(Dataset records)
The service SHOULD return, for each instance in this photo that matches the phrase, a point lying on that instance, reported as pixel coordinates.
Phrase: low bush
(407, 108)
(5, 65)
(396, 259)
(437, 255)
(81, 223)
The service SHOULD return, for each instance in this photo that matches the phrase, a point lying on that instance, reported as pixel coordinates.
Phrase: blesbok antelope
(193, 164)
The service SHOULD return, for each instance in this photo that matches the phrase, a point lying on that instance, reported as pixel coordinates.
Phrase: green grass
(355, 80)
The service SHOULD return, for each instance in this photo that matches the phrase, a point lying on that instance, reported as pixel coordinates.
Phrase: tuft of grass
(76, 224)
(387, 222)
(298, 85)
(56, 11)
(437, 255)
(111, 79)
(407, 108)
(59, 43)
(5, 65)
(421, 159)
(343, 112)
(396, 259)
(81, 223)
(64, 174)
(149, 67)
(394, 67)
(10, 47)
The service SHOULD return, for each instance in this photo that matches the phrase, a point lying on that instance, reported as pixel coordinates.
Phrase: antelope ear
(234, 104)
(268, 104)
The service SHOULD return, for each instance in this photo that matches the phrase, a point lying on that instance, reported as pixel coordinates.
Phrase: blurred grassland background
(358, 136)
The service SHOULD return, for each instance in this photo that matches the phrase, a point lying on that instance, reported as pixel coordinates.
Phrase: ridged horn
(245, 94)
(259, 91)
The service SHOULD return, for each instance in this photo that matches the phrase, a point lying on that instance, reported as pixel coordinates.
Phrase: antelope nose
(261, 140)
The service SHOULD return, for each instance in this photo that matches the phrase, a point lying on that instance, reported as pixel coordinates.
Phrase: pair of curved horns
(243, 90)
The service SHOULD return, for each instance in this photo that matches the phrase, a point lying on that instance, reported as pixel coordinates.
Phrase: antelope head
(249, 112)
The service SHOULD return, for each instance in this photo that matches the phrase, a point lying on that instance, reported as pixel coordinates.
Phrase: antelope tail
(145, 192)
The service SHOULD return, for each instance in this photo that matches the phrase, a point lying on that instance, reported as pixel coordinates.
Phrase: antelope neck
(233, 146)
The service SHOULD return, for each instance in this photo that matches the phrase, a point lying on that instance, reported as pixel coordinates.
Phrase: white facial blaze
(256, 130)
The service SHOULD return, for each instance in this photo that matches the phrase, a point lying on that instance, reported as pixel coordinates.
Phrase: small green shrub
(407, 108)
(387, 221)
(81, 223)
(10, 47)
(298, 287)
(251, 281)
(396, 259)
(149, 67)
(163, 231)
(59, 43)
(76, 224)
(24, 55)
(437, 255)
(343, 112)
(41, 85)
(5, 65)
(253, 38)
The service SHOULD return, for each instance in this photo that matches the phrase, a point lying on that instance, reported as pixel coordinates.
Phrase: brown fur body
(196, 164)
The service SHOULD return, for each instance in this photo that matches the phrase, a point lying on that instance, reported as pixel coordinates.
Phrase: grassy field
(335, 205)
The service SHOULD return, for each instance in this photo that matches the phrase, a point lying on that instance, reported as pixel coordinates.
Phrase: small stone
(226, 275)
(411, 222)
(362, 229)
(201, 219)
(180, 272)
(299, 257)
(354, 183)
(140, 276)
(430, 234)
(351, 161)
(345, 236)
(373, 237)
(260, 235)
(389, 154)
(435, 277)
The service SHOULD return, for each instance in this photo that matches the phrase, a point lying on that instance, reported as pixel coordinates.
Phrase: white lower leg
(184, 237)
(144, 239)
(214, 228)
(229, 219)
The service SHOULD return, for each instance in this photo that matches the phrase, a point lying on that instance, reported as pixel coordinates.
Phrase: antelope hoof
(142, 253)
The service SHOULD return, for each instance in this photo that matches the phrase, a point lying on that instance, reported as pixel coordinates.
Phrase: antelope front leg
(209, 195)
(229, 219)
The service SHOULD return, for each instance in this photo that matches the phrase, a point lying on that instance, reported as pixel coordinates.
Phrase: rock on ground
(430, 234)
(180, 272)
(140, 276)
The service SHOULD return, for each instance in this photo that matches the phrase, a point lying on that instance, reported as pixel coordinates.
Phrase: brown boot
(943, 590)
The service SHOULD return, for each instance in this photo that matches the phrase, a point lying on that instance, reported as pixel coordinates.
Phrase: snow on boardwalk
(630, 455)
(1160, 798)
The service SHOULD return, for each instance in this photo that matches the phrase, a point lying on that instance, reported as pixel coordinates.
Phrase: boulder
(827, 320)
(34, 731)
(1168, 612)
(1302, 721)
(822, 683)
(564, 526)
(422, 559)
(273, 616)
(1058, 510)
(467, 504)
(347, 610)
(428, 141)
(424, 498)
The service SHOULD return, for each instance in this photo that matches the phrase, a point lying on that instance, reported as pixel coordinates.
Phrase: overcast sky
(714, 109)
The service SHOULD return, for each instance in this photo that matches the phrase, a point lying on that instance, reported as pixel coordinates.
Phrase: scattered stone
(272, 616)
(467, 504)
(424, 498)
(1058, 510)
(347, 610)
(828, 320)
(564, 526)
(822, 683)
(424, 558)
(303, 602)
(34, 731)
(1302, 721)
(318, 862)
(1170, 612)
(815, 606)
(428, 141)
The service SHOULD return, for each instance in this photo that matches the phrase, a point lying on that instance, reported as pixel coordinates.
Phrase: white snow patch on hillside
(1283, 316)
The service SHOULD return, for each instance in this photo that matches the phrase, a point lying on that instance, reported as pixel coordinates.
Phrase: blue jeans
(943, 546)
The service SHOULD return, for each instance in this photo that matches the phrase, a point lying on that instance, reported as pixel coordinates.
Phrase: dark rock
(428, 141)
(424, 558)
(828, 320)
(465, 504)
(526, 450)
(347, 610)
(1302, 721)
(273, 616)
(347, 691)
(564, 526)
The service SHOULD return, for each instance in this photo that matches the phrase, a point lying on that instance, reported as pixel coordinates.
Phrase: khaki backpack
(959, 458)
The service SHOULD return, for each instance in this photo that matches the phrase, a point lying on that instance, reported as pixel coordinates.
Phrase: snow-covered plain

[Work to be completed]
Copy the lines above, please. Keep them exact.

[Response]
The service SHOULD return, for each instance in this photo that matches the phrase, a point lying on that instance, reported as pixel coordinates.
Phrase: low bush
(407, 108)
(5, 65)
(396, 259)
(437, 255)
(81, 223)
The service SHOULD return, for each instance in this photo that matches the phrase, a point lying on that instance, reported as pixel coordinates.
Phrase: blesbok antelope
(193, 164)
The service SHOULD return, for each instance in this photo that matches the phrase, a point lying on that instance, reported as pixel coordinates.
Phrase: green grass
(355, 80)
The service SHOULD return, for each instance in this photo that matches the phrase, a point lying on that instance, reported as pixel coordinates.
Phrase: tuft of grass
(76, 224)
(387, 222)
(298, 85)
(56, 11)
(437, 255)
(111, 79)
(407, 108)
(59, 43)
(5, 65)
(421, 159)
(343, 112)
(396, 259)
(81, 223)
(64, 174)
(149, 67)
(394, 67)
(10, 47)
The service SHOULD return, for each instance in this photo that matches the phrase, a point lying on that instance, reported as pixel coordinates.
Phrase: antelope ear
(234, 104)
(268, 104)
The service SHOULD return, for each instance in this photo that matches the phrase, a point lying on that instance, reported as pixel coordinates.
Phrase: blurred grassland background
(358, 136)
The service SHOULD return, for each instance in this photo that matches the phrase, a point lying on that instance, reported as pixel coordinates.
Phrase: ridged horn
(245, 94)
(259, 91)
The service SHOULD return, for each instance in this photo that matches the phrase, a point lying on that instance, reported as pixel coordinates.
Phrase: antelope nose
(261, 140)
The service SHOULD return, for each instance in this photo that matches the phrase, a point lying on that instance, reported as pixel coordinates.
Phrase: pair of curved horns
(243, 90)
The service SHOULD return, for each instance in this photo that matches the phrase, a point lying on that instance, reported as pixel coordinates.
Phrase: antelope head
(249, 112)
The service SHOULD return, for each instance in this photo that matches the phrase, a point lying on that instance, reported as pixel coordinates.
Phrase: antelope tail
(145, 192)
The service SHOULD return, for each instance in this photo that matches the phrase, a point lying on that instance, reported as pixel coordinates.
Phrase: antelope neck
(233, 146)
The service SHOULD return, for each instance in this photo that matches the phrase, a point lying on that instance, reported as pixel coordinates.
Phrase: white facial blaze
(256, 130)
The service SHOULD return, for each instance in this photo that matches the phrase, a point lying on that instance, reported as pixel coordinates.
Phrase: small green shrub
(407, 108)
(387, 221)
(81, 223)
(10, 47)
(298, 287)
(251, 281)
(396, 259)
(149, 67)
(163, 231)
(59, 43)
(76, 224)
(24, 55)
(437, 255)
(343, 112)
(41, 85)
(5, 65)
(253, 38)
The service SHOULD return, for each instance in this photo that matches the phrase, a point lying on that instance, reported as pixel coordinates.
Phrase: brown fur body
(196, 164)
The service SHOULD return, for each instance in this photo that matches the phrase, a point lying on that instance, reported as pixel coordinates.
Phrase: grassy field
(335, 205)
The service SHOULD return, for each instance in this photo that matches the phrase, a point lying on that instance, reported as pixel coordinates.
Phrase: small stone
(226, 275)
(411, 222)
(362, 229)
(201, 219)
(180, 272)
(299, 257)
(354, 183)
(140, 276)
(430, 234)
(351, 161)
(345, 236)
(373, 237)
(260, 235)
(389, 154)
(435, 277)
The service SHOULD return, for each instance in this photo that matches the phrase, a point lying on that instance, reported as pixel coordinates.
Phrase: white lower leg
(184, 237)
(144, 239)
(214, 228)
(229, 219)
The service SHOULD return, for each instance in this photo that matches the phrase, a point lying on that instance, reported as pixel coordinates.
Phrase: antelope hoof
(142, 253)
The service SHOULD return, for each instance in this photo that matches the phrase, a point lying on that instance, reported as pixel coordinates.
Phrase: antelope front leg
(209, 195)
(229, 219)
The service SHOULD return, for each instance in this photo that matches the phrase, a point lying on that instance, reported as pixel coordinates.
Phrase: rock on ground
(430, 234)
(180, 272)
(140, 276)
The service SHOULD return, for each instance in this photo that matches the phrase, a point lying on that instance, reported as pixel coordinates.
Phrase: brown boot
(943, 590)
The service SHOULD return, for each instance in this photo that matches the phrase, a point lying on that instance, reported as pixel coordinates.
Phrase: snow on boardwalk
(630, 455)
(1160, 798)
The service SHOULD return, for each instance in this photo that matches the phrase, a point lying on that instance, reported as pixel coordinates.
Phrase: boulder
(827, 320)
(34, 731)
(1168, 612)
(1302, 721)
(822, 683)
(564, 526)
(422, 559)
(273, 616)
(1058, 510)
(467, 504)
(347, 610)
(428, 141)
(424, 498)
The service SHOULD return, for each instance in this photo that matches the phrase, a point lying on that instance, reported as pixel coordinates.
Phrase: overcast sky
(714, 109)
The service SHOULD return, for each instance in this photo that matches the phrase, a point lying on that instance, reported as pixel coordinates.
Phrase: scattered stone
(272, 616)
(467, 504)
(424, 498)
(1058, 510)
(347, 610)
(828, 320)
(564, 526)
(822, 683)
(424, 558)
(303, 602)
(34, 731)
(1302, 721)
(318, 862)
(1170, 612)
(815, 606)
(428, 141)
The service SHOULD return, for each instance in this photo that matches the phrase, a point lying on that instance, reported as pixel coordinates.
Phrase: white snow patch on hillside
(1283, 316)
The service SHOULD return, for each instance in this photo that matches the phrase, a point lying on that instance, reported as pixel coordinates.
Phrase: blue jeans
(943, 546)
The service SHOULD return, for each instance in this photo that matches the phrase, a point lying on that instance, reported as pixel coordinates.
Phrase: dark rock
(428, 141)
(424, 558)
(828, 320)
(465, 504)
(526, 450)
(347, 610)
(1302, 721)
(273, 616)
(347, 691)
(564, 526)
The service SHOULD return, for each instance in this photo that matches the phrase, a point lying on that instance, reported as pixel coordinates.
Phrase: khaki backpack
(959, 458)
The service SHOULD return, for each instance in this photo that matches the phrase, a point lying on that instance, reported as pixel coordinates.
Phrase: snow-covered plain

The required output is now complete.